EXCERPT PROVIDED:
+ + +

Q: What I especially like in your sound is that Raison D’Être –and a few other number of dark-ambient projects, has created a kind of very own sound DNA; I mean you directly can recognize it’s Raison D’Être! What do you think makes your sound that specific and recognizable and what does it say about your perception of composing music?
Peter: I agree that artists can have a specific and recognizable sound profile. I think the most important (and maybe the only way) in order to get a unique and very own sound DNA is to find one self in the creative process and to find where I belong in all this, what is my talent so to speak. When this has been found, and it may take many years, than that unique sound profile will follow naturally and be a natural part in every creative process. This kind of profile is not unique to music, it can be about any type of creative output. It’s just a matter of finding one self.
Q: The album has been introduced as ‘diving deep down to the shadows of the unconsciousness’. What fascinates you in the inner world of human being, which is a path mostly explored by psychologists, and how do you transpose these themes into a sound, a track and finally an album?
Peter: What does not fascinate with the inner world? The dream world, the subconscious, the unconscious, archetypes, symbols and imagination is perhaps the most fascinating for me I think.
How things work between the inner world and the creative output, how things are rendered into music, is a bit of an enigma. It’s just happens and it works as it was a natural process. But I believe the language of symbols plays a big part. Symbols are the ‘common’ language between our inner and outer world, but the decoding process is the difficult issue. Anyway, I believe it works, a connection with the inner world must be there and I follow the voice of my inner which guides me to follow a path that may not exist, but are created while I follow it. When a sound is the right sound I will feel it, when a track is the right track I feel it, and when an album is final I feel it, and this feeling resonates in accordance with my inner resonance.
Q: I read that this album will be the first time a Raison D’Être production will be released on vinyl format. How does that feel and how do you explain the come-back of vinyl while CD sales are going the other way round?
Peter: Yes, and we are still waiting for the vinyl production. The aim was to release the vinyl at the same moment as the CD and digital release, but there is a very large queue and all is crazy because of all the records that need to be produced for the record store day. It screws up the production for the rest that are not interested in the that specific day. I think the return of the vinyl is good, but the production companies and equipment are not enough to meet the greater amount of possible vinyl releases. I like the impact and size of the vinyl, but I prefer the sound quality of the CD, at least for my own music.
Eventually all my studio albums will get a vinyl release. After “Alchymeia” I will start to make vinyl master for “Prospectus I” and then go in chronological order. I guess the return of the vinyl has to do with a reaction against the digital and less physical world of music, and also the 80’s is in retro fashion at the moment, and vinyl were big in the 80’s just before CD’s got popular. Vinyl is a collector’s item with high status while a CD don’t have high collector status at all.

+ + +

EXTRACTED INFORMATION:
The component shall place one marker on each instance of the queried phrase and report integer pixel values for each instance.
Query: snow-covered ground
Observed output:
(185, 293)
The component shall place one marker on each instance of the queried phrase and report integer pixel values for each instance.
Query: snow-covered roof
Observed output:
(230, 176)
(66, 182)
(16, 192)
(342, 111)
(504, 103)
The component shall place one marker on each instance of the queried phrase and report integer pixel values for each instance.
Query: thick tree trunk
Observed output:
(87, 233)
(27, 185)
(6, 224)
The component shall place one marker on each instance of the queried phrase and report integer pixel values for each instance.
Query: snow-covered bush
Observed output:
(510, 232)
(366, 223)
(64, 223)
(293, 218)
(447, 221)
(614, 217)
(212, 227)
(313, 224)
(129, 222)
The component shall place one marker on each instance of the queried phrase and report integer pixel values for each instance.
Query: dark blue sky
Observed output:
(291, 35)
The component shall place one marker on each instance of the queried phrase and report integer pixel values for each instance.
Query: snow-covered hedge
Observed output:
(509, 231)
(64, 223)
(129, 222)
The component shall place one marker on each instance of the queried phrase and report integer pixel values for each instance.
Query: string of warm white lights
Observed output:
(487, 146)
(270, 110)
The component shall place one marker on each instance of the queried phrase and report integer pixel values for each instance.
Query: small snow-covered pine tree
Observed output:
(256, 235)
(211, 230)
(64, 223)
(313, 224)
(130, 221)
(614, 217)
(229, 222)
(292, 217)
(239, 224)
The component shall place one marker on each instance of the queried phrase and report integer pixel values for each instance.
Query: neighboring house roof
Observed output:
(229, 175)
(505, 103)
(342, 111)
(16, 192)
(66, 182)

+ + +

SET OF TASKS:
A: Using the interview, say whether each statement below agrees with it: (i) the vinyl edition came out at the same time as the CD; (ii) Peter prefers the sound quality of the CD for his own music; (iii) after "Alchymeia," vinyl masters will be made starting with "Prospectus I." Answer yes or no for each and quote the words that decide it.
B: Summarize the interview in three sentences.

RESPONSES FOR EACH TASK:
A:
(i) No: "we are still waiting for the vinyl production."
(ii) Yes: "I prefer the sound quality of the CD, at least for my own music."
(iii) Yes: "After “Alchymeia” I will start to make vinyl master for “Prospectus I” and then go in chronological order."

B: Peter says an artist gets a unique, recognizable sound by finding oneself in the creative process, which may take many years. He calls the way the inner world becomes music a bit of an enigma in which the language of symbols plays a big part, and he says he feels when a sound, a track, or an album is right. The vinyl release was meant to come out with the CD but is held up by a large production queue caused by record store day, and he thinks vinyl's return is a reaction against the digital, less physical world of music and part of the current retro fashion for the 80's.